**WORK TASK**
Answer these questions about the forum thread:
1. Why does AK100 say the majority will never get it?
2. In piezoe's first paragraph, in what case is legislation described as coming at the expense of students?
3. What does piezoe call "that insidious indirect tax that hits the poor harder than the wealthy"?

**TEXT PASSAGE**
•••
  5. AK100


    8, you're spot on brother re the govt above and nope, the majority will never get it as they're so uneducated they're beyond help.
  6. no surprise. women without men help are helpless :D
    btw, she probably think its man task to pay her bills, debt, perfumes, shoes, etc.
  7. Its ignorant to generalize about women.
  8. How twue. Not all women get their period, pms. get bitchey and run out of rags at the worst possible time. Ruff. ruff...:eek:
  9. :D :D :p
  10. piezoe


    Perhaps this is not exactly correct. It seems to me the real underlying pattern is government legislation friendly to special interest groups, at the expense of the taxpayer and also at the expense of students, in the case of student loans.

    It can be said that it was a lack of "government intervention", i.e., failure of the Greenspan Fed to regulate mortgage lending, that led to the mortgage and financial industry crisis. Certainly government debt, and the need to partly monetize it, is leading to high indirect taxation of the lower and middle classes due to inflation, as you say. But the real culprit and underlying pattern is constant pandering of Government to special interests. with the cost reflected mainly in inflation, that insidious indirect tax that hits the poor harder than the wealthy.
•••
**SUPPLIED RECORDS**
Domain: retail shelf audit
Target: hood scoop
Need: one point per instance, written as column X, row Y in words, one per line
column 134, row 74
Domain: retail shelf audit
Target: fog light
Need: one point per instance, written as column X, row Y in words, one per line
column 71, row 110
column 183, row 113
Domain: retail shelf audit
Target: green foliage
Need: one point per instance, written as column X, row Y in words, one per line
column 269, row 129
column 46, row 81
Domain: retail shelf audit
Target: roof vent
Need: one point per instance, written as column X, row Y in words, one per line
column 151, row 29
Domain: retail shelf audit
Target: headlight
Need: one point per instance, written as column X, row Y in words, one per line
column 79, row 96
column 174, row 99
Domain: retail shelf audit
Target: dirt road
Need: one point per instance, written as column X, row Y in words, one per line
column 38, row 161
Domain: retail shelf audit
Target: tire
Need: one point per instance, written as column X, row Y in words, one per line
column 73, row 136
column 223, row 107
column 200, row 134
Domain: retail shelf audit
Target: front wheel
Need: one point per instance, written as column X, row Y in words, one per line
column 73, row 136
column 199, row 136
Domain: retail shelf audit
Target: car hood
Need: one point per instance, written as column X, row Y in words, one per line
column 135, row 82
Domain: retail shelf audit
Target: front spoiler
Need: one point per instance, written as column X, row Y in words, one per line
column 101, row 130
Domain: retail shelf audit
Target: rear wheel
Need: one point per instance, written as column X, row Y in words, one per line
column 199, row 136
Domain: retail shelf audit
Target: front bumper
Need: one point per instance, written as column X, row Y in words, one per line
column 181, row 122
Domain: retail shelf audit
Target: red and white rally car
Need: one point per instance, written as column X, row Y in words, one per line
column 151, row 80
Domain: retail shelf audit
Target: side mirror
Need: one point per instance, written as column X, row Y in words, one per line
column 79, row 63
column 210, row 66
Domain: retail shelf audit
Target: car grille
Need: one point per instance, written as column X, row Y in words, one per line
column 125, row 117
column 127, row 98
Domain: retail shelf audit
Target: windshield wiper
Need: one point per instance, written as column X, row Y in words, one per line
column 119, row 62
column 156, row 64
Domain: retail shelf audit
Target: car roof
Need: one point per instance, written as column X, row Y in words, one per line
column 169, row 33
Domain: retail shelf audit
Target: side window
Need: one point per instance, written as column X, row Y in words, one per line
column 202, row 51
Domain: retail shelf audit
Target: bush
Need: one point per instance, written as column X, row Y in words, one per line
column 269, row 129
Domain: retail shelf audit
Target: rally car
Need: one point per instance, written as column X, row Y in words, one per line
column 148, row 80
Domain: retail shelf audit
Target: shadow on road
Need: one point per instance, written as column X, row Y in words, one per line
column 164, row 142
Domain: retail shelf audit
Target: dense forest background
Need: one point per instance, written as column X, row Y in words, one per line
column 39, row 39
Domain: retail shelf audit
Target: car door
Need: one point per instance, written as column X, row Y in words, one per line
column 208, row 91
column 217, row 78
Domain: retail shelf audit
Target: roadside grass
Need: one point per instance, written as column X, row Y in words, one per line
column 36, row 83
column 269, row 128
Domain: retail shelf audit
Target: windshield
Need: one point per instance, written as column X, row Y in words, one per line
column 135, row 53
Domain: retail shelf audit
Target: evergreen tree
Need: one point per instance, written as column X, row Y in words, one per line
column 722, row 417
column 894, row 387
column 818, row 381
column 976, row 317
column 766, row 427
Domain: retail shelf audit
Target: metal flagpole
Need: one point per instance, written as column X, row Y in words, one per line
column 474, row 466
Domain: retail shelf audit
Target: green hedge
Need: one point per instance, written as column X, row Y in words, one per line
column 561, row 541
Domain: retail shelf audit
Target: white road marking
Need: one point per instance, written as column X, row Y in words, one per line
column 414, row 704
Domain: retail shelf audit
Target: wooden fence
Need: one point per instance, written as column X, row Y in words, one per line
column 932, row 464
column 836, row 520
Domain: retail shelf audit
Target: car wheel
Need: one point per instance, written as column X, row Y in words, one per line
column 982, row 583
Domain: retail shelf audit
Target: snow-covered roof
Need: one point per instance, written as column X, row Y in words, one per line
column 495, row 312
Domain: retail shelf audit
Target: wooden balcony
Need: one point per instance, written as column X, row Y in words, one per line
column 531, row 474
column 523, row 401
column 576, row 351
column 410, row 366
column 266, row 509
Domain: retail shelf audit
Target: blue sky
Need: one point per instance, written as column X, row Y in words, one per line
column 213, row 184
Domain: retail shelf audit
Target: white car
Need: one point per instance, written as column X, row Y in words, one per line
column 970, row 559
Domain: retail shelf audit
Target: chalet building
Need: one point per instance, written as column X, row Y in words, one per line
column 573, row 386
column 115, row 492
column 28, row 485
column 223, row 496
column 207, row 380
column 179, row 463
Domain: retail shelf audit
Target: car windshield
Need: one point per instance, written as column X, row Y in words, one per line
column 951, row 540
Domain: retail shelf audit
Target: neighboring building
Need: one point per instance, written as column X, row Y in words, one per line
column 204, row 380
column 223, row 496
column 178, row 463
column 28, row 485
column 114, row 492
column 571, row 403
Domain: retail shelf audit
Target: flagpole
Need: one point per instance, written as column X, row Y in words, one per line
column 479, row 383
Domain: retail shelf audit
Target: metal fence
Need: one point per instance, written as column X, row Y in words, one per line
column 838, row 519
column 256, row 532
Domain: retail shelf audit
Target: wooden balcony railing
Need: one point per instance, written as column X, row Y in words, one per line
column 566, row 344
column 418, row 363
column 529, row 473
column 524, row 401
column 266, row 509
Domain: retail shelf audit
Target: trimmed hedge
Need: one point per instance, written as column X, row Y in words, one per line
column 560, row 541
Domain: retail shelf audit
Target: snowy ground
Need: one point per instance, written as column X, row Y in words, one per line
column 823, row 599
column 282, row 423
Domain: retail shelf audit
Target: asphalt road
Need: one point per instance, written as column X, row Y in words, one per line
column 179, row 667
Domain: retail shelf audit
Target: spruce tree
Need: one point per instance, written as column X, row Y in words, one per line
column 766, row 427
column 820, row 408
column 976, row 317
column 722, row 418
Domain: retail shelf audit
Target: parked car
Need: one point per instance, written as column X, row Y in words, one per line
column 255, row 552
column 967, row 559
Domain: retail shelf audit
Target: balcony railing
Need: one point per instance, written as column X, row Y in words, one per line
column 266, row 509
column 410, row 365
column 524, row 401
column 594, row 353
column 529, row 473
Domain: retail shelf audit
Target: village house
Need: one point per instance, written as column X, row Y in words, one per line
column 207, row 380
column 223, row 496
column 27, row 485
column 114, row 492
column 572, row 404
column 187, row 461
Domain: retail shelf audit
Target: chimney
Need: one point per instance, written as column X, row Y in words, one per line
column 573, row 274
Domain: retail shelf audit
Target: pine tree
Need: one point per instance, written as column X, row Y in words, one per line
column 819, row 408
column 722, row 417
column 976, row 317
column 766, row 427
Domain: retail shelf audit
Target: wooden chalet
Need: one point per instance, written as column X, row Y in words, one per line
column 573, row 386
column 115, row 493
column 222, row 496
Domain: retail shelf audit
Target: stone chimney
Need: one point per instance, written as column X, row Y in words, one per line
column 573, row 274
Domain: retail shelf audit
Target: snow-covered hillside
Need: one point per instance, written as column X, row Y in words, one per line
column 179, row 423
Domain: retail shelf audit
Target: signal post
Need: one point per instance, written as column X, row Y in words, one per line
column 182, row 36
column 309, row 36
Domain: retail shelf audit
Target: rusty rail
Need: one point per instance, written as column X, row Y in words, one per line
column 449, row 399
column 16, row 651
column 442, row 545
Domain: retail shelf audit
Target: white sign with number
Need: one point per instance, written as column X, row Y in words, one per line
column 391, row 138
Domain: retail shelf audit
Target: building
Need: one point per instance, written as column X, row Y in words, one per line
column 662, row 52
•••
**OUTPUT FOR THIS TASK**
1. They are so uneducated that they are beyond help.
2. In the case of student loans.
3. Inflation.